_TASK BRIEF_:
Below is a block of entries; repeat exactly the lines starting at the line that contains "Camera-trap tagging: put a point on every instance of the bird's" and ending at the line that contains "Camera-trap tagging: put a point on every instance of the dark", both included.

_LISTED RECORDS_:

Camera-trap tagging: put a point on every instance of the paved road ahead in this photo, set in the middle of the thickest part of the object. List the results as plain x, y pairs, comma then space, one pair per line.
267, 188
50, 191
---
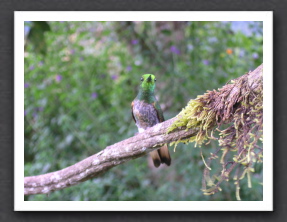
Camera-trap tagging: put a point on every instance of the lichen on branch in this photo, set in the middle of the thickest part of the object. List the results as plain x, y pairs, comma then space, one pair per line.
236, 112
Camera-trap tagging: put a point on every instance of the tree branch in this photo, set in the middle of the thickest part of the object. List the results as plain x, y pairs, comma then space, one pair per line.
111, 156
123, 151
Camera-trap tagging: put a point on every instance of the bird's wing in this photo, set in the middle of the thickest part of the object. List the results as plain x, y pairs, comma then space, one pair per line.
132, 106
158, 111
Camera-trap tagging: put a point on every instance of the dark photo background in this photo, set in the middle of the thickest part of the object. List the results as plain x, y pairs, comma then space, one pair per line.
==
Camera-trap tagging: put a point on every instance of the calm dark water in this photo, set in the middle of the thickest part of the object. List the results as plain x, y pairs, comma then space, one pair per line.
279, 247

_TASK SOLUTION_:
Camera-trap tagging: put a point on every instance of the bird's wing in this photo, set in the middle of the thickest part of the object. List the results as plain x, y pairs, comma then space, one pair per line.
132, 106
158, 111
Camera-trap tagging: put a point on every instance of the dark photo background in this photo, set in the middle of the thickest part of the object. List the results as plain x, y pairs, comma then space, one pair per line.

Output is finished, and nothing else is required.